**What is asked:** Identify every line of the records below that contains the word "background", and copy each of those lines. Matches must have the same case.
-- The input start --
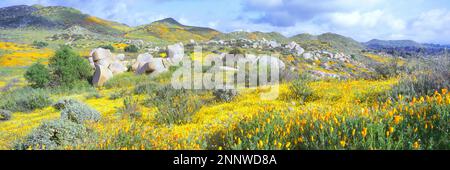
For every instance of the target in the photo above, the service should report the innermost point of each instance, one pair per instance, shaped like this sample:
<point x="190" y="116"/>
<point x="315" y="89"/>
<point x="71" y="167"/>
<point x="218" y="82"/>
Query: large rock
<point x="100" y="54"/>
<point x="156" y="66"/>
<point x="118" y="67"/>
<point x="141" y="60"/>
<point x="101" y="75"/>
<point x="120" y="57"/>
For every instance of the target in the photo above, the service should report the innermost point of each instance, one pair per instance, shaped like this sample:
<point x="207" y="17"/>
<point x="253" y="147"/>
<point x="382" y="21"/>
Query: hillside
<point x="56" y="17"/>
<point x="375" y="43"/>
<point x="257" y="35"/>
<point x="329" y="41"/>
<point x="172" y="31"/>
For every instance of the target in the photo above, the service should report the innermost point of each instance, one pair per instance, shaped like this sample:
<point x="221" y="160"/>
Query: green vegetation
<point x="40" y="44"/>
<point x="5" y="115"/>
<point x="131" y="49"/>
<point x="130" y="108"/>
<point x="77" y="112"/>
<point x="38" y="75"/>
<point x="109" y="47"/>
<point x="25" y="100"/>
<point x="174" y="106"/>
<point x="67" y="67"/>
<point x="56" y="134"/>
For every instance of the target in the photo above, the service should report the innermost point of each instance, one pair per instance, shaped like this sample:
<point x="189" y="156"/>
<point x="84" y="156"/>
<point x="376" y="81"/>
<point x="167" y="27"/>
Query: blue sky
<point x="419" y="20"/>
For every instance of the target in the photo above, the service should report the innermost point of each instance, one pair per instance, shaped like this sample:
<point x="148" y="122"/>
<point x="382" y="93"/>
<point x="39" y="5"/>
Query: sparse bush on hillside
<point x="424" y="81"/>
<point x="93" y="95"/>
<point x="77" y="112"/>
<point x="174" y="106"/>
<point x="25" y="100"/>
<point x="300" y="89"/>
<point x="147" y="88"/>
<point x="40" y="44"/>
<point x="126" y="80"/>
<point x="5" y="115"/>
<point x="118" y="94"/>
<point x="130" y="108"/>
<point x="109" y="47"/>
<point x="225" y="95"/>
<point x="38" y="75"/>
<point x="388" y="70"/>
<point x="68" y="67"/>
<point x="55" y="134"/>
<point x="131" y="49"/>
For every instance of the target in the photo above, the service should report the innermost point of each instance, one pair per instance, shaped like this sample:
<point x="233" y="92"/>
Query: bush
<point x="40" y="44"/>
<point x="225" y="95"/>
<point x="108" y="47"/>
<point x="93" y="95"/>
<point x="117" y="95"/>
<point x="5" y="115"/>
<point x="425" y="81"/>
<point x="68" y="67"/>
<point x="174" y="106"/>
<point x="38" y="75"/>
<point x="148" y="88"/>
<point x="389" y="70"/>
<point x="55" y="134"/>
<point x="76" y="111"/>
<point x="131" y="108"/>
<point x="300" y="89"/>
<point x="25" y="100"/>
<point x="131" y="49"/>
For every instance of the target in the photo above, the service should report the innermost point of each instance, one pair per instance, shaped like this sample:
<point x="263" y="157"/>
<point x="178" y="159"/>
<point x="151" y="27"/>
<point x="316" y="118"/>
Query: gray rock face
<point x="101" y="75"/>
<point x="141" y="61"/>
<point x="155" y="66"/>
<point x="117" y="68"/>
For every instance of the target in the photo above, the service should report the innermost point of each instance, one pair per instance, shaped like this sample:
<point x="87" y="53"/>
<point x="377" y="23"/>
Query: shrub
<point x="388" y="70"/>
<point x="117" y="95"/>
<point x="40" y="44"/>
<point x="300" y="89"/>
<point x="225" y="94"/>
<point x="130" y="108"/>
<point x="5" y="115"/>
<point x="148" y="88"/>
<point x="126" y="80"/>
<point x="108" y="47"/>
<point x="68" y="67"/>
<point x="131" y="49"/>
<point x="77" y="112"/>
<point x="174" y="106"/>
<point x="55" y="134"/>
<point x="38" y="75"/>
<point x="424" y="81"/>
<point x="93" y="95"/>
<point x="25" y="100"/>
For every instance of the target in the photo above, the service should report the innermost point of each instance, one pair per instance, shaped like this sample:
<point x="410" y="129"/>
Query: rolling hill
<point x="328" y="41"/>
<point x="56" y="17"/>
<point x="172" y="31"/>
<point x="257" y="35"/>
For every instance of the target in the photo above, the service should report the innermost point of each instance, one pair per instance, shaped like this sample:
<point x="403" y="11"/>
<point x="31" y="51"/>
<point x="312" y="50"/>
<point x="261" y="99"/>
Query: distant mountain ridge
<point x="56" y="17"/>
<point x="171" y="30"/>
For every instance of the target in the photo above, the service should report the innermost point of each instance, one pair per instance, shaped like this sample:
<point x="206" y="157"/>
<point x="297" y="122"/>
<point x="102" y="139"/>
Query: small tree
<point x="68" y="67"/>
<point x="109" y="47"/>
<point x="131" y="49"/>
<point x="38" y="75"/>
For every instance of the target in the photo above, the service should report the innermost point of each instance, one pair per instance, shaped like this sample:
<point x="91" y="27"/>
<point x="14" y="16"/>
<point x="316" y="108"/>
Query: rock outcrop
-- The input end --
-- The input start --
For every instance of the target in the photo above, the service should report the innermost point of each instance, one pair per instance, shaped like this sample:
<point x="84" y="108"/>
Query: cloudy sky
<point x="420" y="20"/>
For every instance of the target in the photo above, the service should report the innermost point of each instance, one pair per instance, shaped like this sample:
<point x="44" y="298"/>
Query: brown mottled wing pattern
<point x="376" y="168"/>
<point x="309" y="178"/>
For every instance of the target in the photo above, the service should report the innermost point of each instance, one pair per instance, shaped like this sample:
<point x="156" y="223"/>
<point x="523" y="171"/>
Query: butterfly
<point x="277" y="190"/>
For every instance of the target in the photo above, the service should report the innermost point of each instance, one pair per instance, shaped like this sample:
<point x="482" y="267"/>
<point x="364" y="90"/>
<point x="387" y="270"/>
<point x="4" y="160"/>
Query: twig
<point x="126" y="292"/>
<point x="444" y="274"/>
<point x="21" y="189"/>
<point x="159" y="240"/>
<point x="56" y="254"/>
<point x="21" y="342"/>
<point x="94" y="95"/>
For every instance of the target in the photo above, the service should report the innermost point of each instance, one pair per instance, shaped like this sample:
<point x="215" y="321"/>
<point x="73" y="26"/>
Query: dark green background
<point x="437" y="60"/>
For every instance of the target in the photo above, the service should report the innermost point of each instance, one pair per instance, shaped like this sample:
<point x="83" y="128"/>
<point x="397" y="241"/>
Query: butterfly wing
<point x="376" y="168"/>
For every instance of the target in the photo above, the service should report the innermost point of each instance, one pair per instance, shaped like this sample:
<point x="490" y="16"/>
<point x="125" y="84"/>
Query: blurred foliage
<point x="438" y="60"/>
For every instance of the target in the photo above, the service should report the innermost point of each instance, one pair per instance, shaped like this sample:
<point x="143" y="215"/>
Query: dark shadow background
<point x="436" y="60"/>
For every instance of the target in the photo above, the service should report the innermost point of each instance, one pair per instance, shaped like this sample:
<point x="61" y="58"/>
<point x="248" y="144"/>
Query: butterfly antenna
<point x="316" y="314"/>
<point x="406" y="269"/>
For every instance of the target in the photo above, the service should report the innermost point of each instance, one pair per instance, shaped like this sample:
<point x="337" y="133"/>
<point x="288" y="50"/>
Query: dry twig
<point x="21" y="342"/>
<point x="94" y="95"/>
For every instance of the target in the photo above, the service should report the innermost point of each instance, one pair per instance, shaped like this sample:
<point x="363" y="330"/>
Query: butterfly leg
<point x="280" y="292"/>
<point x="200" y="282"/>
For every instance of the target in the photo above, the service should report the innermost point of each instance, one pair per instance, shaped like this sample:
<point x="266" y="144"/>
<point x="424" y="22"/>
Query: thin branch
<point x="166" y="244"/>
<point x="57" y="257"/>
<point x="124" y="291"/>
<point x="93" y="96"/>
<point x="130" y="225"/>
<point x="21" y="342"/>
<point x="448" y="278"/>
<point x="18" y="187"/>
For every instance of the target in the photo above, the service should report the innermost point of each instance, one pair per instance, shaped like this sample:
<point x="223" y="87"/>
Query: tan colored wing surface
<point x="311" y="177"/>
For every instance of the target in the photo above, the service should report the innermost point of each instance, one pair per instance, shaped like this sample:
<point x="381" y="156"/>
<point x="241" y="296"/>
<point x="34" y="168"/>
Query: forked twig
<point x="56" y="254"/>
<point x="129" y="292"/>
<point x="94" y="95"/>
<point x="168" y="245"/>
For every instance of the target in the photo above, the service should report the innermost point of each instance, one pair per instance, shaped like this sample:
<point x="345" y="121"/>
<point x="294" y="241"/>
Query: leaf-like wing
-- The input end --
**Task result:**
Query: dark green background
Query: dark shadow background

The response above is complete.